**Data provided**
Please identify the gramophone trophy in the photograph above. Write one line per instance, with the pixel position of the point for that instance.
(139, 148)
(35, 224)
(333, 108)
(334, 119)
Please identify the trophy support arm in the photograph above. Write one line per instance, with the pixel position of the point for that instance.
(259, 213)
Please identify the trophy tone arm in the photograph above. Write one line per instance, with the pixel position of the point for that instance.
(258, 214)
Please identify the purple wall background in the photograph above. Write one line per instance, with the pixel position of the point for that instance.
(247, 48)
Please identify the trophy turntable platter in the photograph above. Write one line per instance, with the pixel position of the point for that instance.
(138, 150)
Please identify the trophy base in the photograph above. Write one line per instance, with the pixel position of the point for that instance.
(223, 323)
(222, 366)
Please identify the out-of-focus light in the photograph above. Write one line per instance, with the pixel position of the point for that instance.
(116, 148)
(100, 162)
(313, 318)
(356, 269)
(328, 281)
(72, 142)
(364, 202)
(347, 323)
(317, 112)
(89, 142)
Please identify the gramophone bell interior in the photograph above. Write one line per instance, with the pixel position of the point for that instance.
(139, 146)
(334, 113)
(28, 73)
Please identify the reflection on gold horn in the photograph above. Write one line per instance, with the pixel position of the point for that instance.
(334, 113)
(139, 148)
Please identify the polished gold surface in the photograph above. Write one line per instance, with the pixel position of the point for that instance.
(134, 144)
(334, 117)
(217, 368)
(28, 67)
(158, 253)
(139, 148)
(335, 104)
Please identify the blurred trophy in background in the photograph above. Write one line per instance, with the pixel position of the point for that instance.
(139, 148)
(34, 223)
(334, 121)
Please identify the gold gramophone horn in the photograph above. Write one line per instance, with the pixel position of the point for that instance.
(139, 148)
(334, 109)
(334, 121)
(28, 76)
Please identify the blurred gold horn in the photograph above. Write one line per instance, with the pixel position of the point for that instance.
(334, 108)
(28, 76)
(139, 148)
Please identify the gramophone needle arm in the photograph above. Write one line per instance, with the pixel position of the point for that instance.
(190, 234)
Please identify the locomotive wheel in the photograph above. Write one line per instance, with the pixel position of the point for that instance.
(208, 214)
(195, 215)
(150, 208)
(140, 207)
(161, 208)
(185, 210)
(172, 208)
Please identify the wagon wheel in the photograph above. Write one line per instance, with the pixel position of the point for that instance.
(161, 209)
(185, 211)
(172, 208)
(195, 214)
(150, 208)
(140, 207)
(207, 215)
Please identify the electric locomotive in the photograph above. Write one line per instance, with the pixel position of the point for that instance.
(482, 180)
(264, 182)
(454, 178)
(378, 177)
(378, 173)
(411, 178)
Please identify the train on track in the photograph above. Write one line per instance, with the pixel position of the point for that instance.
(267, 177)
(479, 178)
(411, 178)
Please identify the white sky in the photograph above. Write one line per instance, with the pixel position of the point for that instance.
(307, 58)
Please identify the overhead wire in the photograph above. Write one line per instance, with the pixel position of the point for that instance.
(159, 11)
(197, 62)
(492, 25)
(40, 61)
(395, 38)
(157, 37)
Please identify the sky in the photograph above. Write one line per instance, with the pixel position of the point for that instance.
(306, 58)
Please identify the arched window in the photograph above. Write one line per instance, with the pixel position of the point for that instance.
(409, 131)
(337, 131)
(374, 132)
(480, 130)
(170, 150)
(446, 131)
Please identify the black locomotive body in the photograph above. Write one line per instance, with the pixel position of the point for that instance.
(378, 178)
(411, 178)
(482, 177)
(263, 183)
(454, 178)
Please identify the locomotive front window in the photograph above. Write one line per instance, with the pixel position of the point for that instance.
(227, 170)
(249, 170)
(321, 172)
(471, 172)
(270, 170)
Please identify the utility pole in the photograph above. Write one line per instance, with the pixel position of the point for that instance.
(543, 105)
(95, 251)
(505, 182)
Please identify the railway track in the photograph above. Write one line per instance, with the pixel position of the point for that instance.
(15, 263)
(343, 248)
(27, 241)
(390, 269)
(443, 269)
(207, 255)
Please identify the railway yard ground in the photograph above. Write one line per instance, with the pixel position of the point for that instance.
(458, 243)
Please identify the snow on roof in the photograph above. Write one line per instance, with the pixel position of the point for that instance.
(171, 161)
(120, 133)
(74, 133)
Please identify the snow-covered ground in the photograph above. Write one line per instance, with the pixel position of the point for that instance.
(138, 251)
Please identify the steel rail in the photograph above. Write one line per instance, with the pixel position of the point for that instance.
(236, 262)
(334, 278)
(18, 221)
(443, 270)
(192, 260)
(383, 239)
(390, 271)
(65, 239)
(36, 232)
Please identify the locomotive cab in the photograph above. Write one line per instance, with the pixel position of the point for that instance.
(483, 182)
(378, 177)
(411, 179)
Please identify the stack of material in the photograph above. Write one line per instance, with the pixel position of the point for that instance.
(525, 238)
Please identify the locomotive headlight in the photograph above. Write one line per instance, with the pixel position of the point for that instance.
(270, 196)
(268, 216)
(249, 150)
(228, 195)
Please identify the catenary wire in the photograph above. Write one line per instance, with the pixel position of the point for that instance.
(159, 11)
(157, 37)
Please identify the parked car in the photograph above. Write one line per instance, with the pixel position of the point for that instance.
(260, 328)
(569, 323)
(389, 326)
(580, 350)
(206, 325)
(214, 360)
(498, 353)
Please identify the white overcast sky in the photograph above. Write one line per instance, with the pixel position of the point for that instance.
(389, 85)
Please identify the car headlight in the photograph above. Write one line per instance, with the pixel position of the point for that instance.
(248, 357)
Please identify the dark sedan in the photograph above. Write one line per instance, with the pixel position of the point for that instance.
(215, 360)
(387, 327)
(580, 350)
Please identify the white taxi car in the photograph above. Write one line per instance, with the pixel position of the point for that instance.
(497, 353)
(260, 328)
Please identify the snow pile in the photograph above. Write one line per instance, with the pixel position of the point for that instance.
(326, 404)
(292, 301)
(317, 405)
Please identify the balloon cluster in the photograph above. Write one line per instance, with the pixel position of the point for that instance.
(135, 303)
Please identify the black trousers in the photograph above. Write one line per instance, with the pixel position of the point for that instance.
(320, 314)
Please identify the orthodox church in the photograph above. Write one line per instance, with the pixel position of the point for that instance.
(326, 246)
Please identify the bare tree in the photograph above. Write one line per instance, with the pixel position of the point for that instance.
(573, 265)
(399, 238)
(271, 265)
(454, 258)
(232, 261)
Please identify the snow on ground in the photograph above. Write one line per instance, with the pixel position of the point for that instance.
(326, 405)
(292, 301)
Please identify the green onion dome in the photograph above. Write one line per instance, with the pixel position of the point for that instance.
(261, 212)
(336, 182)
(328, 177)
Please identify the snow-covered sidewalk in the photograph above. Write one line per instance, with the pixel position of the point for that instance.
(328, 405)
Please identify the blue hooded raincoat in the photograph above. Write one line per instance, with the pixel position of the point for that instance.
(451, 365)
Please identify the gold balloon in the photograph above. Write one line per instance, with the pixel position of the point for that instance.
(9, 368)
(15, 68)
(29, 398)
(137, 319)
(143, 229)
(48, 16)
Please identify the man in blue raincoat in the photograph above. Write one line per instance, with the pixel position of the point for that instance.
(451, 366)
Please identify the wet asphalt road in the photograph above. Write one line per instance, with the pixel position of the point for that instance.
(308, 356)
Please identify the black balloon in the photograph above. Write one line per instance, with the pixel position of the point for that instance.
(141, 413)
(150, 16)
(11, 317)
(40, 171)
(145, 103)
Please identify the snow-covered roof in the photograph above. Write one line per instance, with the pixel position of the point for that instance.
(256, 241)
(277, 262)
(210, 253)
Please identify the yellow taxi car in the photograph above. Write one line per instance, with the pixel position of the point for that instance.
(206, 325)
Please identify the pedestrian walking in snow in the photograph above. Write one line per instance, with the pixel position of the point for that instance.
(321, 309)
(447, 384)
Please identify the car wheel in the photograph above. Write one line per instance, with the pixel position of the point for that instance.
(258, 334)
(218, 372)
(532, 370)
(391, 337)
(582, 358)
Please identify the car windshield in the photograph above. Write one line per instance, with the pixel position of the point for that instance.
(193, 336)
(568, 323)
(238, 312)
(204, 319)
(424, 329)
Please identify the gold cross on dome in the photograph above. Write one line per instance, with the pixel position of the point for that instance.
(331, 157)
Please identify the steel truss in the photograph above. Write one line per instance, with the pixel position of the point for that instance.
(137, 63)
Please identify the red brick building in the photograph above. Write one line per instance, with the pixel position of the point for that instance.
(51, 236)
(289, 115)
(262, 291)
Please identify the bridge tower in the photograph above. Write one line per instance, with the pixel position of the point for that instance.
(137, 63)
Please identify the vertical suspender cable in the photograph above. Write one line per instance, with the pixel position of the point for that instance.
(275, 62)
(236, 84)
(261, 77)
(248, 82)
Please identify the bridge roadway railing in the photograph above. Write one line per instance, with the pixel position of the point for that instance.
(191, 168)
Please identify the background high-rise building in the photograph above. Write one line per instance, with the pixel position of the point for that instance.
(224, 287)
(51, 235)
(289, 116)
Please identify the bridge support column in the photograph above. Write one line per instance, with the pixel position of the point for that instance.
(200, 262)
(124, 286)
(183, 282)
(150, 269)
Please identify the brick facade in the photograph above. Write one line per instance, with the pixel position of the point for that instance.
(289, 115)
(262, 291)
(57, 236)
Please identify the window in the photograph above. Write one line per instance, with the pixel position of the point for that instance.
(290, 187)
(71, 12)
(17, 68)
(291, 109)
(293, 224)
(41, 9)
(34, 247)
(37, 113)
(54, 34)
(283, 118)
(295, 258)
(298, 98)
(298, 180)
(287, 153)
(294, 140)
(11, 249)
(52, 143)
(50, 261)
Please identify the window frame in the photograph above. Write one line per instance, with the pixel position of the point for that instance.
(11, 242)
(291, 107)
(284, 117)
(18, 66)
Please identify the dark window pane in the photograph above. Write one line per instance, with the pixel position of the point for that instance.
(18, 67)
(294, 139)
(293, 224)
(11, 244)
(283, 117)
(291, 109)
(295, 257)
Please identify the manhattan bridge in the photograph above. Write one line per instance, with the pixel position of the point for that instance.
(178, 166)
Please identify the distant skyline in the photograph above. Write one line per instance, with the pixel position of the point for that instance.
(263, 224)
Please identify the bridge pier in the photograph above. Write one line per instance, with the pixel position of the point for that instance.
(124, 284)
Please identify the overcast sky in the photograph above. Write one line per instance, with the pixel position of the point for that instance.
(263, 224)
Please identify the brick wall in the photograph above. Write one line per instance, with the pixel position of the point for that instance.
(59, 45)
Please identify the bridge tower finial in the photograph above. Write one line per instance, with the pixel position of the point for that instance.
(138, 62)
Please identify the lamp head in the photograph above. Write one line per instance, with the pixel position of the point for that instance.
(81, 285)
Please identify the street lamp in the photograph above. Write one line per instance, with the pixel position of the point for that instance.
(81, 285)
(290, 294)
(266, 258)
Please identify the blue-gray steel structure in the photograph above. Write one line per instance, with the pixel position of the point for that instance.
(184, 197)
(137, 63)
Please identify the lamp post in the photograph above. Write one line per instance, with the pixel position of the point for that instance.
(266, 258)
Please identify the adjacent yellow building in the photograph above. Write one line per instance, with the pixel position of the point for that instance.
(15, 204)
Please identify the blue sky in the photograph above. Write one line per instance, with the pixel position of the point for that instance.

**Requirement**
Could you reproduce, word for word, the lines from the one containing "Please identify the brick wall" through the last line above, including both ends?

**The answer**
Please identify the brick wall in the photograph above. Write one line per instance, with the pixel position of the point for that instance.
(59, 45)
Please identify the bridge tower finial in the photograph above. Write one line per instance, with the pixel position of the point for that instance.
(138, 62)
Please identify the lamp head in the photograph above. Write one line per instance, with the pixel position of the point for that instance.
(81, 285)
Please identify the street lamp in the photograph above. Write one line per instance, with the pixel position of the point for that instance.
(81, 285)
(290, 294)
(266, 258)
Please identify the blue-gray steel structure in the photograph above. Write one line per instance, with the pixel position of the point for that instance.
(184, 197)
(137, 63)
Please identify the lamp post in the photograph above. Write one line per instance, with the pixel position of the point for that instance.
(266, 258)
Please identify the adjacent yellow building in the photograph above. Write one line per instance, with the pixel position of the point for that instance.
(15, 204)
Please identify the blue sky in the photograph above. Write one line per instance, with the pixel position of the point for that instance.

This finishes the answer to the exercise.